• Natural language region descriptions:
--------

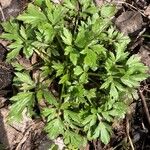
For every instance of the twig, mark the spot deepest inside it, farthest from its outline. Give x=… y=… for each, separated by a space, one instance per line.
x=133 y=7
x=145 y=105
x=128 y=134
x=1 y=10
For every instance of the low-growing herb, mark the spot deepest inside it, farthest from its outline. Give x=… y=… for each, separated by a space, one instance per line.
x=83 y=74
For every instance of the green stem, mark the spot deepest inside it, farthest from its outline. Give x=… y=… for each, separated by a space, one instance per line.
x=59 y=41
x=93 y=74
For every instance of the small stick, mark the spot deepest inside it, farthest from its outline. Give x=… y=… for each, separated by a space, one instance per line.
x=1 y=10
x=145 y=105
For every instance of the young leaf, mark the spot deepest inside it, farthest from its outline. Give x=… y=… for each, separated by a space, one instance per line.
x=67 y=36
x=49 y=97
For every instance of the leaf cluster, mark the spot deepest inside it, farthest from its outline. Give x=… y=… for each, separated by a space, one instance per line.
x=83 y=58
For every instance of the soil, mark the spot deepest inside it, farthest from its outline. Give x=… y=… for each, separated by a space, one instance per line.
x=132 y=133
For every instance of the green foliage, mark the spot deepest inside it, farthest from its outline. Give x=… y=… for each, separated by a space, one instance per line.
x=85 y=57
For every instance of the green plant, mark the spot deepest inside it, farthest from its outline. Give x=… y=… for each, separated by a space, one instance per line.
x=83 y=73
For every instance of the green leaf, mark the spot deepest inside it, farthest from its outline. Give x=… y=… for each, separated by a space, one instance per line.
x=33 y=16
x=24 y=77
x=49 y=97
x=54 y=128
x=108 y=10
x=64 y=79
x=49 y=113
x=104 y=133
x=74 y=58
x=90 y=58
x=21 y=101
x=67 y=36
x=59 y=68
x=23 y=32
x=13 y=53
x=74 y=139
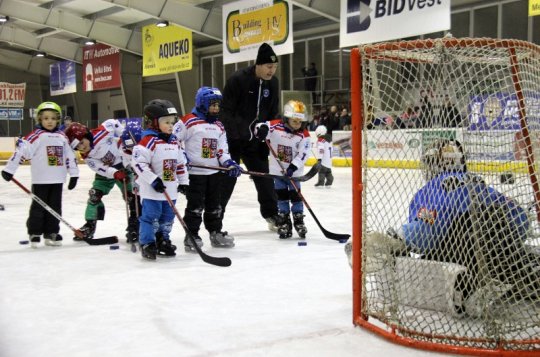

--------

Print once more, exactly, the lines from the one with "For every instance of the small" through the last line of the data, both ends included, without any pictures.

• Result of this exercise:
For every instance of the small stick, mark the spot deepest inside it, farthest from its outline. Give x=… y=… for each, separated by a space, one instance per line.
x=1 y=10
x=145 y=105
For every instance of the young leaf, mark the spot deepest inside it, farthest from its outline. Give x=… y=… for each, separated by a space, one instance per line.
x=67 y=36
x=49 y=97
For every instance of the leaf cluster, mark the spot deepest inside it, farthest from its outline. Give x=… y=… for each, separated by a space, one instance per line.
x=83 y=58
For every instance of the soil, mark the spot deepest inside it, farthest from its outline. Give x=… y=… for each, separated by a space, one instance per line.
x=132 y=133
For every instance of the green foliage, mark the spot deepest inside it, farthest from its outline. Give x=… y=… for each, separated by a space, one instance per line.
x=85 y=57
For every instance of the green plant, mark the spot deepest inside it, farthest from its outline. Give x=… y=… for each, separated by a space, one instance per line.
x=83 y=73
For every instance of the green leaf, mark the spot deepest inside it, farthest from its outline. Give x=… y=… for each, separated by a space, one instance per line.
x=33 y=16
x=24 y=77
x=49 y=97
x=54 y=128
x=108 y=10
x=64 y=79
x=49 y=113
x=104 y=133
x=74 y=58
x=90 y=58
x=21 y=101
x=67 y=36
x=59 y=68
x=23 y=32
x=13 y=53
x=74 y=139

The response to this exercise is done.